* Reading text

┌──

On most of the songs, the instruments are panned stereo left and
right. This accentuates the interplay between the guitar, horn,
and organ. The opening track, "Featherweight", is a great
example. Only six minutes into the first song, the band has already
found a nice groove before moving on to another style.
With a title like "Batween Tha Sheetz", you know you're
about to hear either hardcore rap or slippery funk. Funk it is. Alto
saxophonist David Caputo really digs in on this track. This
song is in the style of fellow New York, acid-jazz-funk hybrid, Soulive.
But, where Soulive has found a musical niche, Second Movement only
spends five minutes.
"Anything But Reason" provides the perfect soundtrack for
cruising the neighborhood or getting ready to go out on weekend. Guitarist
Mark Hanna does a Santana-tastic job on this one. Tracks
like this seems to define the intended direction of the band, as does
"Moonlight Weightbelt", which is driven by a pulsing bass
and a swirling Wurlitzer.
However, songs like "Spellbound" turn another direction.
This track sounds like it was ripped off of a Mark Goodson
game show. The instruments blend well
almost too well. It's
understandable to reinforce the melody line, but occasionally three
out of five instruments are playing the same hook, note for note.
The result sounds compressed, like a sampled horn section.
"Ev'ry Man A King" provides another quirky style of music.
The song starts off reminding you of a hidden world on Super Mario
3. Not long after, it reveals itself to be a goofy, fluffy track
that would fit well as a sitcom theme song. It's not surprising that
the band has already scored an indie feature.

└──

* Records supplied

┌──

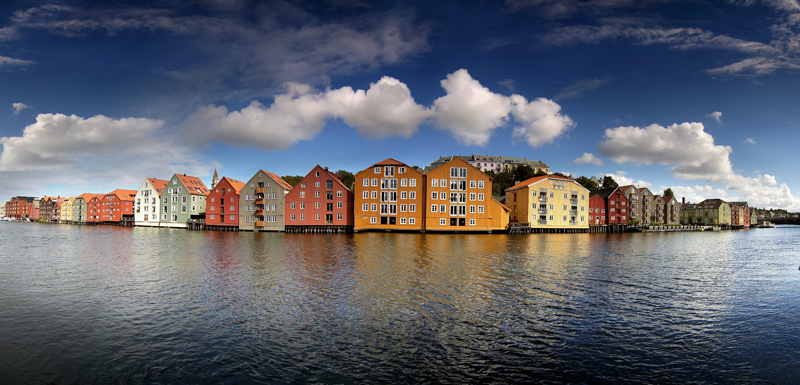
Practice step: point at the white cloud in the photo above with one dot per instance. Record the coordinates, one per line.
(72, 150)
(587, 158)
(686, 146)
(698, 193)
(716, 115)
(18, 107)
(471, 112)
(385, 109)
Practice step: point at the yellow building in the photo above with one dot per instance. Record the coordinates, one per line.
(549, 202)
(459, 198)
(66, 210)
(388, 195)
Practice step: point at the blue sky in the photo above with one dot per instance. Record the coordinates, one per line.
(699, 96)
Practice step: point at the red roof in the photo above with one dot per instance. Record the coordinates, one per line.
(534, 180)
(159, 184)
(124, 195)
(278, 180)
(235, 184)
(390, 162)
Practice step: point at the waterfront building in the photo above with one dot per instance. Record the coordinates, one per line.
(458, 197)
(262, 203)
(184, 199)
(147, 209)
(549, 203)
(740, 214)
(708, 212)
(19, 207)
(94, 206)
(223, 203)
(118, 206)
(608, 206)
(66, 210)
(80, 207)
(320, 202)
(494, 163)
(389, 195)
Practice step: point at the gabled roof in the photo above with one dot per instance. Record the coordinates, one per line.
(236, 185)
(193, 184)
(537, 179)
(603, 192)
(124, 195)
(159, 184)
(277, 180)
(390, 162)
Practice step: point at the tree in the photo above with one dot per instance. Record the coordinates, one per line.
(347, 177)
(523, 173)
(589, 183)
(292, 179)
(609, 182)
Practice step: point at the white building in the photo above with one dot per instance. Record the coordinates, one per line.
(147, 208)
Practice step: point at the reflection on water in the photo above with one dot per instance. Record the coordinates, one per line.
(106, 304)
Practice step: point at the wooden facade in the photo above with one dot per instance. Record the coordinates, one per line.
(458, 197)
(389, 195)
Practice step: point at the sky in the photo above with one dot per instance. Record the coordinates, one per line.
(702, 97)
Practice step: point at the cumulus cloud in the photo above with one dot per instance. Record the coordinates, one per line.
(18, 107)
(716, 115)
(588, 158)
(686, 146)
(471, 112)
(385, 109)
(74, 150)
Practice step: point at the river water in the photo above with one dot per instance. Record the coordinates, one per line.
(120, 305)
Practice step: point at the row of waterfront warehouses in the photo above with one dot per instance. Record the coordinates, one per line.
(387, 196)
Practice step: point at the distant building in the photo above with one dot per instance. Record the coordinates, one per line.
(493, 163)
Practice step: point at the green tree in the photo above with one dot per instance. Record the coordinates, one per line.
(589, 183)
(609, 182)
(292, 179)
(523, 173)
(347, 177)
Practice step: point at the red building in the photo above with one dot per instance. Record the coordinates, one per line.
(321, 201)
(608, 207)
(223, 203)
(116, 204)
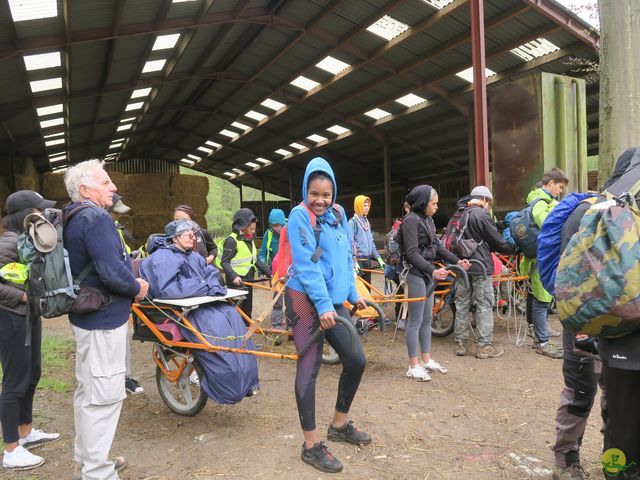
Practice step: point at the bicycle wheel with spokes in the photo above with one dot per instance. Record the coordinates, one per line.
(184, 396)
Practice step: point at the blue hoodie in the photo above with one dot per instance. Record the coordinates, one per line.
(330, 281)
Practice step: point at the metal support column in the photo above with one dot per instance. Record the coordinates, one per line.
(387, 186)
(480, 122)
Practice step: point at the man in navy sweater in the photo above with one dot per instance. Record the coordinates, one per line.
(91, 238)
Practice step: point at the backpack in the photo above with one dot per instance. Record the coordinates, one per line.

└──

* What is needed
For each statement, say yes or no according to the album review, and quote the words from it that decide the answer. 1. The opening track is titled "Featherweight." 2. "Moonlight Weightbelt" is driven by a pulsing guitar and a swirling organ. 3. On "Spellbound," all five instruments sometimes play the same hook. The data has no connection to the album review.

* Exercise result
1. Yes: "The opening track, "Featherweight", is a great example."
2. No: "driven by a pulsing bass and a swirling Wurlitzer"
3. No: "occasionally three out of five instruments are playing the same hook, note for note"